Source passage:

Question

The total mechanical energy of a spring-mass system in simple harmonic motion is \[E = \frac{1}{2}m \omega^2 A^2 .\] Suppose the oscillating particle is replaced by another particle of double the mass while the amplitude A remains the same. The new mechanical energy will

विकल्प

• become 2E

• become E/2

• become \[\sqrt{2}E\]

• remain E

Answer 1

remain E

Mechanical energy (E) of a spring-mass system in simple harmonic motion is given by, \[E_{} = \frac{1}{2}m \omega^2 A^2\]

where m is mass of body, and \[\omega\] is angular frequency.

Let m₁ be the mass of the other particle and ω₁ be its angular frequency.
New angular frequency ω₁ is given by,\[\omega_1 = \sqrt{\frac{k}{m_1}} = \sqrt{\frac{k}{2m}} ( m_1 = 2m)\]

New energy E₁ is given as,

\[E_1 = \frac{1}{2} m_1 \omega_1^2 A^2 \]

\[ = \frac{1}{2}(2m)(\sqrt{\frac{k}{2m}} )^2 A^2 \]

\[ = \frac{1}{2}m \omega^2 A^2 = E\]

Records:

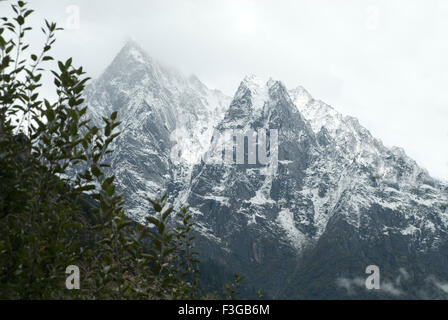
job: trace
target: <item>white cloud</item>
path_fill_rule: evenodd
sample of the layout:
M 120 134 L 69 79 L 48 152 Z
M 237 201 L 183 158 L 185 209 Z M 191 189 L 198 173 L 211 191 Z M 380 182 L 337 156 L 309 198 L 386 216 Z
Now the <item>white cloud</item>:
M 448 177 L 448 4 L 444 0 L 39 0 L 57 57 L 94 77 L 128 36 L 156 59 L 233 94 L 246 74 L 303 85 Z M 5 12 L 5 3 L 0 10 Z M 72 7 L 73 9 L 73 7 Z M 33 38 L 37 43 L 38 38 Z

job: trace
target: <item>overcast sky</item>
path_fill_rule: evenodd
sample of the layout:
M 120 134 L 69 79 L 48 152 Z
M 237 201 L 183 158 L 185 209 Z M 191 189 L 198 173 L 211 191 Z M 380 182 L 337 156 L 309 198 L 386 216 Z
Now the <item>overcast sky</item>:
M 152 57 L 228 95 L 246 74 L 302 85 L 448 179 L 446 0 L 30 4 L 37 9 L 33 24 L 47 17 L 67 29 L 54 55 L 73 56 L 94 78 L 132 37 Z

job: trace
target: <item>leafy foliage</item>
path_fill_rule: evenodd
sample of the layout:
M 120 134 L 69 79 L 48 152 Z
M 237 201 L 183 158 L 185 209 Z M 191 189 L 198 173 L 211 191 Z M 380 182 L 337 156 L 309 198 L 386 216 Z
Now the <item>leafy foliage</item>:
M 57 100 L 41 98 L 42 65 L 53 60 L 61 29 L 45 21 L 43 48 L 29 53 L 33 11 L 23 1 L 12 10 L 0 27 L 0 298 L 195 297 L 191 216 L 182 209 L 169 230 L 172 209 L 162 211 L 162 198 L 150 200 L 155 230 L 126 218 L 104 162 L 119 135 L 117 113 L 90 124 L 82 97 L 89 78 L 72 59 L 51 71 Z M 94 200 L 87 209 L 86 197 Z M 80 290 L 65 288 L 69 265 L 81 269 Z

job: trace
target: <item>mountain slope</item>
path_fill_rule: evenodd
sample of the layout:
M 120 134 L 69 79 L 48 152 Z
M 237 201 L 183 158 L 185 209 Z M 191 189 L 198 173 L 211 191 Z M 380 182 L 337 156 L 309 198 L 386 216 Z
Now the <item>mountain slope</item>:
M 274 298 L 446 297 L 447 185 L 304 88 L 248 76 L 231 100 L 130 42 L 87 99 L 96 118 L 120 111 L 110 160 L 130 216 L 166 190 L 190 205 L 206 278 Z

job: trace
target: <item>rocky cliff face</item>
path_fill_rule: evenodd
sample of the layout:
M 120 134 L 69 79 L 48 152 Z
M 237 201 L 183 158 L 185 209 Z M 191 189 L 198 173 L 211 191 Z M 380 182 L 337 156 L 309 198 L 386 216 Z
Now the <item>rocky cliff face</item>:
M 87 99 L 123 121 L 111 164 L 131 217 L 168 190 L 215 271 L 273 298 L 446 297 L 447 185 L 302 87 L 248 76 L 230 99 L 128 43 Z

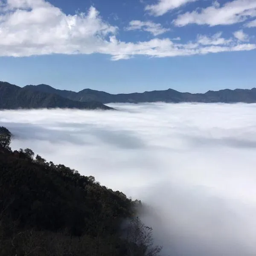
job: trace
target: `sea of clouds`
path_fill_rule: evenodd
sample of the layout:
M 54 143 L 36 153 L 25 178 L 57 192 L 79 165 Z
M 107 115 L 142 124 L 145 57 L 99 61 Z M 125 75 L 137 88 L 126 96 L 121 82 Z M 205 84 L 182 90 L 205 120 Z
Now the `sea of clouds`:
M 0 111 L 29 148 L 141 199 L 164 256 L 256 255 L 256 105 Z

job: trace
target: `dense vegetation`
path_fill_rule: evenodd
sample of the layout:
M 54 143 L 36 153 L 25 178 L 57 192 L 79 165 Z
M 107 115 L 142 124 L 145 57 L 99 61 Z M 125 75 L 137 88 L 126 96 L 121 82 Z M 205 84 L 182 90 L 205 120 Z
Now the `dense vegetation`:
M 55 108 L 111 109 L 99 102 L 76 101 L 56 94 L 24 89 L 9 83 L 0 81 L 0 109 Z
M 251 90 L 225 89 L 209 91 L 205 93 L 181 93 L 169 89 L 142 93 L 111 94 L 105 92 L 85 89 L 78 93 L 57 90 L 46 84 L 27 85 L 30 90 L 55 93 L 62 97 L 80 102 L 97 101 L 103 104 L 110 102 L 256 102 L 256 88 Z
M 128 199 L 29 148 L 0 128 L 1 256 L 153 256 L 152 229 Z

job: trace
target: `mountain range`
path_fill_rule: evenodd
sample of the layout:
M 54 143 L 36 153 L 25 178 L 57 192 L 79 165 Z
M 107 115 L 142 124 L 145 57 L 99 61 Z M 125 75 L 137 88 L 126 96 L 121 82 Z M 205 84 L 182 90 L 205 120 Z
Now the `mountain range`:
M 0 81 L 0 109 L 78 108 L 112 109 L 102 103 L 90 101 L 81 102 L 60 96 L 57 93 L 29 90 Z
M 54 93 L 79 102 L 96 101 L 103 104 L 110 103 L 140 103 L 163 102 L 178 103 L 196 102 L 256 102 L 256 88 L 251 90 L 228 89 L 205 93 L 190 93 L 169 89 L 165 90 L 145 91 L 144 93 L 111 94 L 103 91 L 85 89 L 78 93 L 55 89 L 47 84 L 27 85 L 24 88 L 31 90 Z
M 85 89 L 78 92 L 55 89 L 47 84 L 19 87 L 0 81 L 0 109 L 78 108 L 113 109 L 110 103 L 154 102 L 236 103 L 256 102 L 256 88 L 250 90 L 226 89 L 205 93 L 181 93 L 169 89 L 144 93 L 111 94 Z

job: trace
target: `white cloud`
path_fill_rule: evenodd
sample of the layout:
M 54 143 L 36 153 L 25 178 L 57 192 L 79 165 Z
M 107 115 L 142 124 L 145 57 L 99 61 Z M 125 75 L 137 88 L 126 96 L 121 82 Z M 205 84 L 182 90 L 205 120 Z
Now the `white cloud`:
M 0 122 L 13 149 L 147 204 L 163 256 L 255 255 L 256 105 L 114 106 L 121 111 L 2 111 Z
M 179 36 L 178 36 L 177 38 L 172 38 L 172 40 L 177 40 L 178 41 L 179 41 L 180 40 L 181 40 L 181 38 Z
M 212 6 L 179 15 L 174 21 L 177 26 L 189 24 L 207 24 L 210 26 L 230 25 L 244 21 L 256 16 L 255 0 L 235 0 L 222 6 L 217 1 Z
M 221 36 L 222 33 L 219 32 L 216 33 L 212 37 L 208 37 L 206 35 L 198 35 L 198 42 L 199 44 L 204 45 L 218 45 L 220 44 L 228 44 L 233 41 L 232 38 L 225 39 Z
M 127 30 L 143 30 L 147 31 L 157 36 L 169 31 L 170 29 L 163 28 L 159 23 L 154 23 L 152 21 L 141 21 L 131 20 L 129 26 L 126 28 Z
M 233 33 L 234 36 L 240 41 L 249 41 L 249 36 L 242 29 L 238 30 Z
M 252 20 L 245 24 L 245 26 L 248 28 L 253 28 L 256 27 L 256 20 Z
M 0 56 L 99 53 L 118 60 L 136 55 L 160 58 L 256 48 L 254 43 L 240 41 L 219 44 L 218 47 L 214 41 L 206 45 L 196 39 L 183 44 L 175 42 L 177 38 L 169 38 L 122 41 L 116 38 L 118 28 L 103 20 L 93 7 L 86 13 L 73 15 L 65 14 L 44 0 L 8 0 L 2 8 Z M 157 33 L 152 26 L 143 27 L 145 28 Z M 230 39 L 218 40 L 224 43 Z
M 197 0 L 158 0 L 155 4 L 147 5 L 145 10 L 151 15 L 156 16 L 162 15 L 169 11 Z

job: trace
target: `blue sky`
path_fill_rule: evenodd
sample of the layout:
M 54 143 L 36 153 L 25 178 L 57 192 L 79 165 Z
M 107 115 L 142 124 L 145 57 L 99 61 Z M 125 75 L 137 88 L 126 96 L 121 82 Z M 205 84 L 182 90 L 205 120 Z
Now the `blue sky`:
M 0 80 L 112 93 L 256 87 L 256 1 L 0 0 Z

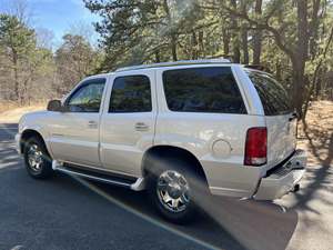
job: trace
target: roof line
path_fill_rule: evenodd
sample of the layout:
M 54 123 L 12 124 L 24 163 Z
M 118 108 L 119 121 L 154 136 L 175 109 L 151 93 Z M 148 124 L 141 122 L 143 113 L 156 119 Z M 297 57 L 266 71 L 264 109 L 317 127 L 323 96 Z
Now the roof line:
M 139 70 L 139 69 L 150 69 L 150 68 L 161 68 L 170 66 L 191 66 L 191 64 L 216 64 L 216 63 L 231 63 L 230 60 L 224 58 L 219 59 L 202 59 L 202 60 L 181 60 L 181 61 L 171 61 L 171 62 L 160 62 L 153 64 L 141 64 L 141 66 L 131 66 L 119 68 L 115 72 L 128 71 L 128 70 Z

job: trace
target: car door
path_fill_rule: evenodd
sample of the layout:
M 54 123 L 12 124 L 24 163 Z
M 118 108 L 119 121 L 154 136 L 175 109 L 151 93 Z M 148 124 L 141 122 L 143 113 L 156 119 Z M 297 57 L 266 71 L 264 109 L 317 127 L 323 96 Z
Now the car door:
M 154 71 L 118 73 L 111 81 L 101 119 L 101 160 L 108 170 L 140 177 L 155 129 Z
M 50 121 L 50 147 L 57 160 L 100 166 L 99 120 L 105 79 L 79 84 L 65 99 L 63 112 Z

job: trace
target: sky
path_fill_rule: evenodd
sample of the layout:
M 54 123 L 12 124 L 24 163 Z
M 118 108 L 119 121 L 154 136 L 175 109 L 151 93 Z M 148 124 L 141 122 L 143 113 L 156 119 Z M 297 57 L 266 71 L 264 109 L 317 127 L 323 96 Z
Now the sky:
M 10 12 L 16 1 L 26 2 L 31 13 L 31 27 L 53 33 L 53 49 L 61 44 L 62 36 L 73 30 L 73 27 L 85 30 L 85 33 L 89 31 L 91 42 L 97 42 L 98 33 L 91 23 L 98 21 L 99 17 L 92 14 L 82 0 L 0 0 L 0 12 Z

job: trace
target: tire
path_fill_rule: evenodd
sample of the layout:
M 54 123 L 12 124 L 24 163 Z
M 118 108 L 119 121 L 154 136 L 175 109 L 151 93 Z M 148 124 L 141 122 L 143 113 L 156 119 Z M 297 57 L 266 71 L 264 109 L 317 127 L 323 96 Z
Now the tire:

Short task: Quote the spring-mass energy passage above from "Mechanical energy (E) of" up to and including "its angular frequency.".

Result:
Mechanical energy (E) of a spring-mass system in simple harmonic motion is given by, \[E_{} = \frac{1}{2}m \omega^2 A^2\]

where m is mass of body, and \[\omega\] is angular frequency.

Let m₁ be the mass of the other particle and ω₁ be its angular frequency.